Required work: Rewrite every line of the material below, starting with the line that contains "football glove, dropping" and going on through the end of the material, and add 39 to each x and y coordinate in the answers. Keep all other text unchanged and leave the pictures out.

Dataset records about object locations
════

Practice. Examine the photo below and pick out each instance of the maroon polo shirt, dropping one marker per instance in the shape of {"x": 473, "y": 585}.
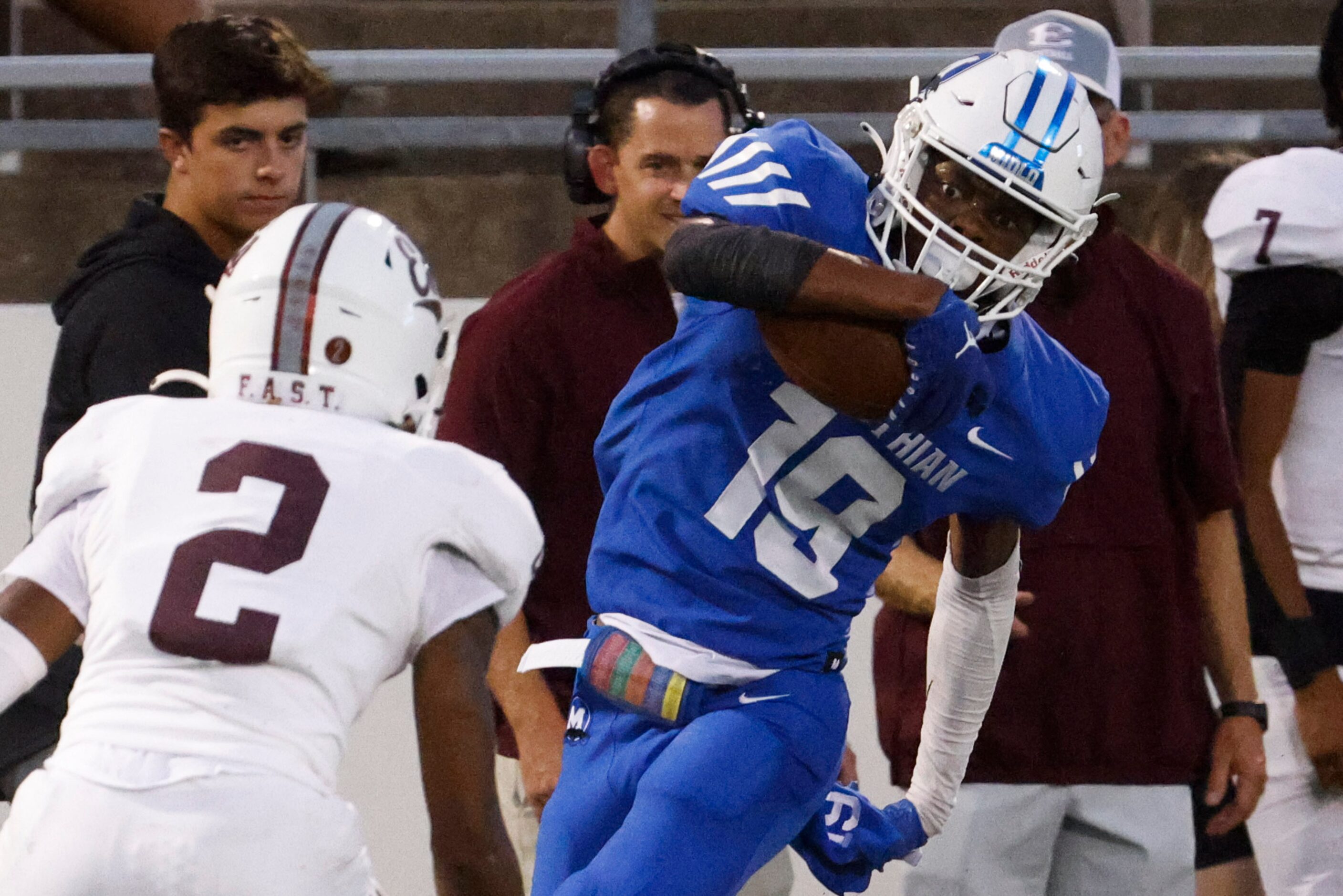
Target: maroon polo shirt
{"x": 536, "y": 370}
{"x": 1108, "y": 687}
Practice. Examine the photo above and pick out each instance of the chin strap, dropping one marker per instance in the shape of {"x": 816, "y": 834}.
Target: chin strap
{"x": 179, "y": 375}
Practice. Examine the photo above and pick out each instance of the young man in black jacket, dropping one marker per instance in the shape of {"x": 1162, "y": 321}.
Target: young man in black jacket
{"x": 233, "y": 97}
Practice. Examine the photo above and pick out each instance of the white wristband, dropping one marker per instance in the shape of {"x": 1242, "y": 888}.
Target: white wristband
{"x": 966, "y": 646}
{"x": 21, "y": 666}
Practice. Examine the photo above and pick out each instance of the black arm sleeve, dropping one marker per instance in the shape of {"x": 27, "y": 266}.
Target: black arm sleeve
{"x": 1276, "y": 315}
{"x": 752, "y": 268}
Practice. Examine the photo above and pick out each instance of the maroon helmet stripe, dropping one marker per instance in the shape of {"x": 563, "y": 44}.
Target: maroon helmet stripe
{"x": 317, "y": 276}
{"x": 299, "y": 287}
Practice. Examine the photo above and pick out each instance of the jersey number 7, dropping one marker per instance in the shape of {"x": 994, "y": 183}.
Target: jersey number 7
{"x": 175, "y": 626}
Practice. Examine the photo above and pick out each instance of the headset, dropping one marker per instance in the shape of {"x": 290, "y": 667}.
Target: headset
{"x": 668, "y": 55}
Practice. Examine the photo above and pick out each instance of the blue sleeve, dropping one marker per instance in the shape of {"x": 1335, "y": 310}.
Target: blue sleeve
{"x": 1063, "y": 406}
{"x": 787, "y": 177}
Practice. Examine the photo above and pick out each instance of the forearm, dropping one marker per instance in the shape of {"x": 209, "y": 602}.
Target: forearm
{"x": 841, "y": 284}
{"x": 1274, "y": 550}
{"x": 524, "y": 696}
{"x": 968, "y": 643}
{"x": 487, "y": 872}
{"x": 775, "y": 272}
{"x": 910, "y": 581}
{"x": 1227, "y": 635}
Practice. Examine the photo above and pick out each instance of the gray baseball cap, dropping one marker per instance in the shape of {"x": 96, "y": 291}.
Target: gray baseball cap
{"x": 1080, "y": 45}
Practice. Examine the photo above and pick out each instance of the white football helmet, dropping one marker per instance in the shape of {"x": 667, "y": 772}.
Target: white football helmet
{"x": 328, "y": 307}
{"x": 1022, "y": 124}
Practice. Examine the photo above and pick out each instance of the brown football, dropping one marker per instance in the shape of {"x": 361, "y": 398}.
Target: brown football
{"x": 857, "y": 368}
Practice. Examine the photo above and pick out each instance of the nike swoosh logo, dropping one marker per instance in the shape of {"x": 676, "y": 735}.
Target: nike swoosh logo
{"x": 978, "y": 442}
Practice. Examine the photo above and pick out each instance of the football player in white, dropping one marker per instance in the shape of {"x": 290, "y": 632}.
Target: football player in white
{"x": 1276, "y": 228}
{"x": 246, "y": 570}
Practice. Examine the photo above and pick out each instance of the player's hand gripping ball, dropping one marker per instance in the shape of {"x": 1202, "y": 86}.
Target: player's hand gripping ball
{"x": 849, "y": 839}
{"x": 856, "y": 367}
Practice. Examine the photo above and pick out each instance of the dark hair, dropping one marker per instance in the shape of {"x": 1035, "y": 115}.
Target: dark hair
{"x": 228, "y": 61}
{"x": 615, "y": 117}
{"x": 1176, "y": 218}
{"x": 1332, "y": 69}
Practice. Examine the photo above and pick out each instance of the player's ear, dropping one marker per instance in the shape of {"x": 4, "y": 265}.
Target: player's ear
{"x": 1115, "y": 137}
{"x": 174, "y": 148}
{"x": 602, "y": 160}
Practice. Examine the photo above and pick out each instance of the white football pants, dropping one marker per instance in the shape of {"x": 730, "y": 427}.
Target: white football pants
{"x": 1298, "y": 828}
{"x": 221, "y": 836}
{"x": 1044, "y": 840}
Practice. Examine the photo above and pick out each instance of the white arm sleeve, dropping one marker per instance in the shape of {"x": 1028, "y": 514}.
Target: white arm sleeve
{"x": 966, "y": 646}
{"x": 454, "y": 590}
{"x": 22, "y": 666}
{"x": 54, "y": 559}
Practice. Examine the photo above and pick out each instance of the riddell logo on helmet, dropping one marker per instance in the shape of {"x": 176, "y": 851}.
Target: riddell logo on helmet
{"x": 1014, "y": 164}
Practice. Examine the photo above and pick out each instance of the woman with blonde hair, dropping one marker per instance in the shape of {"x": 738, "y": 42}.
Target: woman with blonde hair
{"x": 1176, "y": 231}
{"x": 1176, "y": 221}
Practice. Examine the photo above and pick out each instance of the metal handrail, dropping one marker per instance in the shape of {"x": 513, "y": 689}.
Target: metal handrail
{"x": 485, "y": 132}
{"x": 802, "y": 63}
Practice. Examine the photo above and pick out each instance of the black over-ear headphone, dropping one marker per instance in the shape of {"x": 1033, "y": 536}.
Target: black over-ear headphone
{"x": 589, "y": 101}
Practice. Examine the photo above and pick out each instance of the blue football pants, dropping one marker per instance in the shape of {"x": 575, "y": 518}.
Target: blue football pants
{"x": 642, "y": 809}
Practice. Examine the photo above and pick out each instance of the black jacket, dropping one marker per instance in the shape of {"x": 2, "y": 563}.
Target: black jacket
{"x": 135, "y": 308}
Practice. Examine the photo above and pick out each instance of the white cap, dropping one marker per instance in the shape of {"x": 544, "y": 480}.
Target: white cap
{"x": 1078, "y": 43}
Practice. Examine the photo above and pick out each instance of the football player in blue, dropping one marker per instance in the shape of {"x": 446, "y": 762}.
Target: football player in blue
{"x": 746, "y": 521}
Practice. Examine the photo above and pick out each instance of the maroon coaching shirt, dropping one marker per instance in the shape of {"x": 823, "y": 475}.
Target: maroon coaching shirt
{"x": 535, "y": 374}
{"x": 1108, "y": 687}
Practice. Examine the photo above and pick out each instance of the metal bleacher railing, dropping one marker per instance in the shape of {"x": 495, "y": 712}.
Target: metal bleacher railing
{"x": 1142, "y": 65}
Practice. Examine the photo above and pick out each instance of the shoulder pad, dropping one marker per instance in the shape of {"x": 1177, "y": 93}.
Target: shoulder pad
{"x": 1281, "y": 211}
{"x": 480, "y": 512}
{"x": 80, "y": 462}
{"x": 787, "y": 177}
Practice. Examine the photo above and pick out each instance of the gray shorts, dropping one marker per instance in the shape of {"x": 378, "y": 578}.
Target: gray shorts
{"x": 1042, "y": 840}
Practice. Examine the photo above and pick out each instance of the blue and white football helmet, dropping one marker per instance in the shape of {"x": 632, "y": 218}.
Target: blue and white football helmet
{"x": 1022, "y": 124}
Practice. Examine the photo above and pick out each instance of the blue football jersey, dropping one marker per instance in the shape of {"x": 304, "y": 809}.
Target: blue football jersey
{"x": 750, "y": 518}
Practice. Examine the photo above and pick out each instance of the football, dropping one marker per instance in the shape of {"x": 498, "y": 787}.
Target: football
{"x": 856, "y": 367}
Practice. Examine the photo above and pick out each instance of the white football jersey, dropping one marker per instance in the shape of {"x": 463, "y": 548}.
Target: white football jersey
{"x": 254, "y": 573}
{"x": 1279, "y": 211}
{"x": 1284, "y": 211}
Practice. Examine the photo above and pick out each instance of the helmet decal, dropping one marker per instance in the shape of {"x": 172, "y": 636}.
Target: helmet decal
{"x": 299, "y": 287}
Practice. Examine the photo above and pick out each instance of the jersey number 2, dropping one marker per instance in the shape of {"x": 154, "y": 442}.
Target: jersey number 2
{"x": 175, "y": 626}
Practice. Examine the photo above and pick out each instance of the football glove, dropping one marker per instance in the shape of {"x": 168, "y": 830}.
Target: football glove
{"x": 947, "y": 371}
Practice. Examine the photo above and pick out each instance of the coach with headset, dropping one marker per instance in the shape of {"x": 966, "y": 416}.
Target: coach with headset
{"x": 539, "y": 366}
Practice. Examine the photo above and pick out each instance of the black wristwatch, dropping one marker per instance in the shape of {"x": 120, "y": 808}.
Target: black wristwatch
{"x": 1256, "y": 711}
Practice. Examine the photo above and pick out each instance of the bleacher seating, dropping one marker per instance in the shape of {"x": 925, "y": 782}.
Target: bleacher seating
{"x": 487, "y": 215}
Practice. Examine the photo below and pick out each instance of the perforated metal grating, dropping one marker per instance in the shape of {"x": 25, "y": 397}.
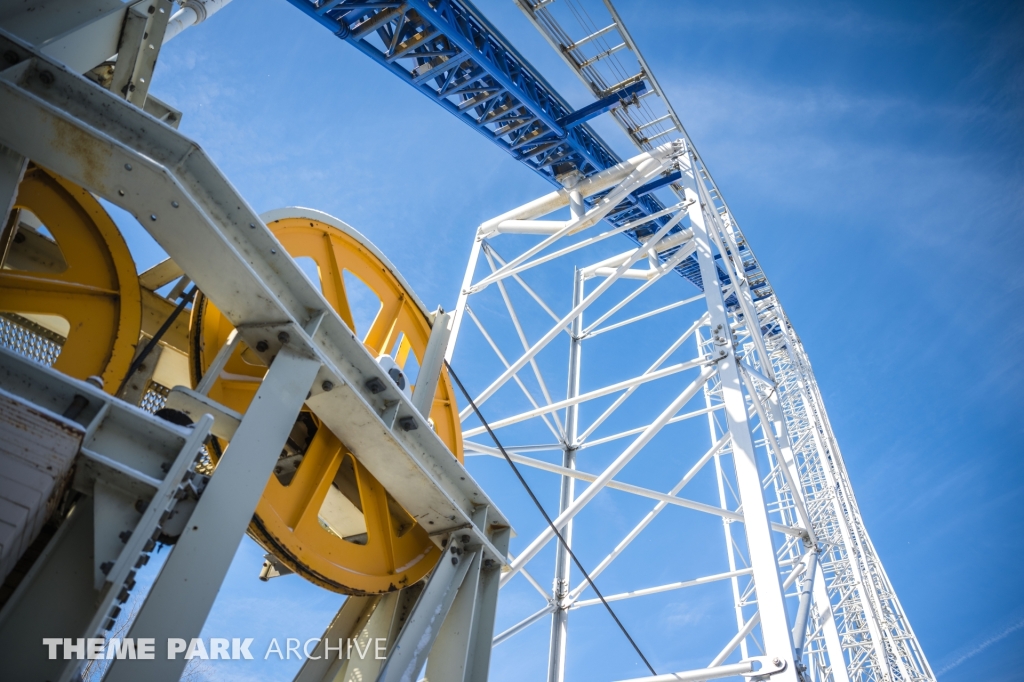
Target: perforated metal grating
{"x": 27, "y": 338}
{"x": 155, "y": 397}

════

Solution:
Practice. Examine the photo above and pick out each instance of the football glove, dropping one marker per instance in the shape of {"x": 168, "y": 830}.
Target: football glove
{"x": 986, "y": 410}
Practice. Examine the photo above and pick out each instance of the coach with headset, dropping one marker per instance in the shape of {"x": 966, "y": 416}.
Target: coach with headset
{"x": 578, "y": 405}
Practice. Examine the photo above and pick out each instance of the black wristwatch, dropping one marker per instance in the shape of {"x": 120, "y": 808}.
Target: black wristwatch
{"x": 1295, "y": 750}
Practice. Examine the photo above and pick out each instance of the bleacher seating, dropping one marker per instance in the shape of {"x": 925, "y": 782}.
Target: bleacher seating
{"x": 526, "y": 254}
Practice. Examine the photo below and pick out each instance of the perforated metal grating, dropping one marker per instance in the shape of {"x": 25, "y": 397}.
Target: perforated metal grating
{"x": 66, "y": 377}
{"x": 194, "y": 436}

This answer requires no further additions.